____ EXTRACT PROVIDED

Pascal Dangin on His Pursuit of Excellence

by Ashley Baker
Pascal Dangin

Pascal

In an era of sensory overload, master creative director and retouching guru Pascal Dangin has that all-too-rare ability to make images stick. Over coffee at his soaring new office space in Chelsea, he explains his mastery of the medium.

What happened to your building in the Meatpacking District?
I sold it. I moved the backbone of the company—production, printing, film editing—over to Gowanus. I go there every other day, but more importantly, I have my team come here. This space is more of my own space—I can think without too many people around me.

What’s your staff setup? How do you divide your time?
We have about 60 employees total, between design, production, and post-production. I don’t really divide my time. It’s not divisible.

You founded your creative agency, KiDS, in 2013. Why was it the right time?
I don’t know if it was the right time, but it was what I wanted to do. It felt like a natural evolution of my work after all these years. I had sort of done it for a long time—behind the scenes, I suppose. I didn’t really make a plan.

Who were your first supporters at KiDS?

________
____ EXTRACTED INFORMATION

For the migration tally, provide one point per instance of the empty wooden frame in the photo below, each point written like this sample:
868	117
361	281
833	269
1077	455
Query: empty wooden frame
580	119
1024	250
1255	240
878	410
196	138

________

#### [WRITTEN INSTRUCTION]
Reproduce word for word the passage of the Pascal Dangin interview above that begins with the words containing "In an era of" and ends with "divide your time?".

#### [COMPLETED EXERCISE]
In an era of sensory overload, master creative director and retouching guru Pascal Dangin has that all-too-rare ability to make images stick. Over coffee at his soaring new office space in Chelsea, he explains his mastery of the medium.

What happened to your building in the Meatpacking District?
I sold it. I moved the backbone of the company—production, printing, film editing—over to Gowanus. I go there every other day, but more importantly, I have my team come here. This space is more of my own space—I can think without too many people around me.

What’s your staff setup? How do you divide your time?